§ **Request**:
Change "every instance" to "each instance" wherever it occurs in the listing, and reproduce every line with nothing else altered.

§ **Object point labels**:

━━━━━━━━━━━━━━━━━━━━━━━━━━━━━━

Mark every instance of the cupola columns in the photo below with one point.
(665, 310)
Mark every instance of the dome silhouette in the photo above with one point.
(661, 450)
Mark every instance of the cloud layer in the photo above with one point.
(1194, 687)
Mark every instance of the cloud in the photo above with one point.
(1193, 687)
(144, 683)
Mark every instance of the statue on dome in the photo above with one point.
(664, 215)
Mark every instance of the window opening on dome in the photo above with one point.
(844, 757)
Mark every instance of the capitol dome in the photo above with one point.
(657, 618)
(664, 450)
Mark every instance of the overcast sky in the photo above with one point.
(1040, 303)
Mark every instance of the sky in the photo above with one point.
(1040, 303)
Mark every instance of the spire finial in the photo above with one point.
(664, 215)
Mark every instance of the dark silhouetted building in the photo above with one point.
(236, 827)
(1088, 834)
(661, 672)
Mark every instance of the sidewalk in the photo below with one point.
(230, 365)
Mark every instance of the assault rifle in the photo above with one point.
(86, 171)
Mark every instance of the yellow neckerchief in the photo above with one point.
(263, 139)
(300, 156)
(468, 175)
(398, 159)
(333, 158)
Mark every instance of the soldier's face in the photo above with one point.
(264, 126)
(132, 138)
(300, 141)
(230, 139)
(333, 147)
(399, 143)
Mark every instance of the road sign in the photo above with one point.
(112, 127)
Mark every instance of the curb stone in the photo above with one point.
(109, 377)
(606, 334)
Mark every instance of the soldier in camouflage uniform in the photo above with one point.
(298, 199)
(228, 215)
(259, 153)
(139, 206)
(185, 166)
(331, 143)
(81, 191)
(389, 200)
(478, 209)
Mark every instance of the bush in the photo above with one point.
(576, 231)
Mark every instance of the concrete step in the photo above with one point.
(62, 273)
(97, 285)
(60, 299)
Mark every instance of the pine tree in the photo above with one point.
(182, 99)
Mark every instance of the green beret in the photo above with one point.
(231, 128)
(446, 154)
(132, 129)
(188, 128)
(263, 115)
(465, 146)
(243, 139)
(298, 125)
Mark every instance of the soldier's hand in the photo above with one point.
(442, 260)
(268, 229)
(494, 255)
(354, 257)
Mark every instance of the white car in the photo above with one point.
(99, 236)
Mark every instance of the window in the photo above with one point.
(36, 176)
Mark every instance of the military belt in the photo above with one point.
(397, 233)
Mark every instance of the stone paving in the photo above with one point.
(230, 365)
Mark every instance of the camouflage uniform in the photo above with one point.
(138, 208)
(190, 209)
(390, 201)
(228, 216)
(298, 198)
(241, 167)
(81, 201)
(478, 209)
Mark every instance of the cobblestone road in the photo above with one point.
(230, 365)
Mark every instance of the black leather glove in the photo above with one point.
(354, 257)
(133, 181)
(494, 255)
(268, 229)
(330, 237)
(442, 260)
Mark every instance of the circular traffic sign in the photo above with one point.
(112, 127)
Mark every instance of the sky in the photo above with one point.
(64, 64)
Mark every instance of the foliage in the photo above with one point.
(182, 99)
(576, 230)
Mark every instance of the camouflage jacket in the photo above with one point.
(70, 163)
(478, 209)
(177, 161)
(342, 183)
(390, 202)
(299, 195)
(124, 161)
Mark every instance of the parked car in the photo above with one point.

━━━━━━━━━━━━━━━━━━━━━━━━━━━━━━

§ **Response to this exercise**:
Mark each instance of the cupola columns in the photo below with one point.
(665, 310)
Mark each instance of the dome silhouette in the photo above with one point.
(661, 450)
Mark each instance of the cloud layer in the photo above with one point.
(1194, 687)
Mark each instance of the cloud in the photo above with one point.
(1193, 687)
(144, 683)
Mark each instance of the statue on dome in the photo above with one point.
(664, 215)
Mark each instance of the window opening on dome in the photo above with one point.
(844, 757)
Mark each instance of the capitol dome in the photo above with one point.
(657, 618)
(664, 450)
Mark each instance of the overcast sky in the photo above with one point.
(1040, 303)
Mark each instance of the sky in the photo above with one point.
(1040, 303)
Mark each instance of the spire finial in the photo above with one point.
(664, 215)
Mark each instance of the dark silhouetted building in the photo above with one point.
(236, 827)
(1088, 834)
(661, 672)
Mark each instance of the sidewalk in the photo below with one point.
(230, 365)
Mark each instance of the assault rifle in the photo above with one point.
(86, 171)
Mark each instance of the yellow neckerchief in the photo above with one point.
(263, 139)
(300, 156)
(468, 175)
(398, 159)
(333, 158)
Mark each instance of the soldier's face in the photo above with one point.
(264, 126)
(132, 138)
(300, 141)
(230, 139)
(333, 147)
(399, 143)
Mark each instance of the road sign in the photo above with one point.
(112, 127)
Mark each instance of the curb stone in the photo above with one point.
(109, 377)
(606, 334)
Mark each instance of the soldier in camouflage uniform in the photo above with one point.
(298, 199)
(228, 215)
(259, 153)
(139, 206)
(185, 166)
(331, 143)
(81, 191)
(389, 200)
(478, 209)
Mark each instance of the bush in the photo above with one point.
(576, 231)
Mark each instance of the concrete step in the photo above with one point.
(62, 273)
(97, 285)
(60, 299)
Mark each instance of the pine tree in the photo above with one point.
(182, 99)
Mark each instance of the green beret in the photo above with one point.
(231, 128)
(446, 154)
(132, 129)
(188, 128)
(263, 115)
(465, 146)
(243, 139)
(298, 125)
Mark each instance of the soldier's hand in the photo above with one point.
(442, 260)
(268, 229)
(494, 255)
(354, 257)
Mark each instance of the white car in the photo above with one point.
(99, 236)
Mark each instance of the window in the photo above with one point.
(36, 176)
Mark each instance of the military belt in the photo above with one point.
(397, 233)
Mark each instance of the stone paving in the photo above with one point.
(230, 365)
Mark each instance of the camouflage uniform in the photo above with one point.
(138, 208)
(190, 209)
(390, 201)
(228, 216)
(298, 198)
(241, 167)
(81, 201)
(478, 209)
Mark each instance of the cobblestone road in the photo above with one point.
(230, 365)
Mark each instance of the black leather glove in the photo above with one point.
(354, 257)
(133, 181)
(494, 255)
(268, 229)
(330, 237)
(442, 260)
Mark each instance of the circular traffic sign in the photo above with one point.
(112, 127)
Mark each instance of the sky in the photo above with one point.
(64, 64)
Mark each instance of the foliage in the photo above with one point.
(182, 99)
(576, 230)
Mark each instance of the camouflage jacket in the photo above with one point.
(70, 163)
(478, 209)
(177, 161)
(342, 183)
(390, 202)
(299, 195)
(124, 161)
Mark each instance of the parked car in the photo above with one point.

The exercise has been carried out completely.